* What the task requires:
Format the lines of the items as a numbered list, starting at the line that contains "Give the mask of every instance of the clock" and ending at the last line of the items, omitting any blank lines.

══ Exercise material

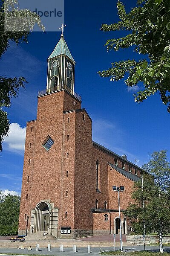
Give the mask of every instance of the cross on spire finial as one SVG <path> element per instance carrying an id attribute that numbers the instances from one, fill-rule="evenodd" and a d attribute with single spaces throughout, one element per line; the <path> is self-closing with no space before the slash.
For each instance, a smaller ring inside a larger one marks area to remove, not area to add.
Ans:
<path id="1" fill-rule="evenodd" d="M 66 26 L 66 25 L 63 25 L 63 23 L 62 23 L 62 27 L 61 28 L 59 28 L 59 29 L 62 29 L 62 34 L 61 34 L 61 35 L 63 35 L 63 28 L 65 27 Z"/>
<path id="2" fill-rule="evenodd" d="M 138 162 L 139 162 L 139 160 L 137 160 L 136 159 L 136 159 L 135 159 L 135 160 L 134 160 L 134 162 L 135 162 L 135 163 L 136 163 L 136 165 L 137 165 L 137 163 L 138 163 Z"/>

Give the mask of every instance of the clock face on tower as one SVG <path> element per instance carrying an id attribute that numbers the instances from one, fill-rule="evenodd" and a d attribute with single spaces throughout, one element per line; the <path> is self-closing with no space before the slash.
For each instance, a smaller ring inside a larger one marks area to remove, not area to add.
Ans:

════

* Result below:
1. Give the mask of every instance of the clock face on tower as one SVG <path> element per instance carrying an id attribute that numbers the instances from one, fill-rule="evenodd" and a d attribute with single spaces throughout, one element per line; the <path> is self-closing with no space before the slash.
2. For each instance, a smaller ring inside a larger one marks area to remove, not area to add.
3. Ans:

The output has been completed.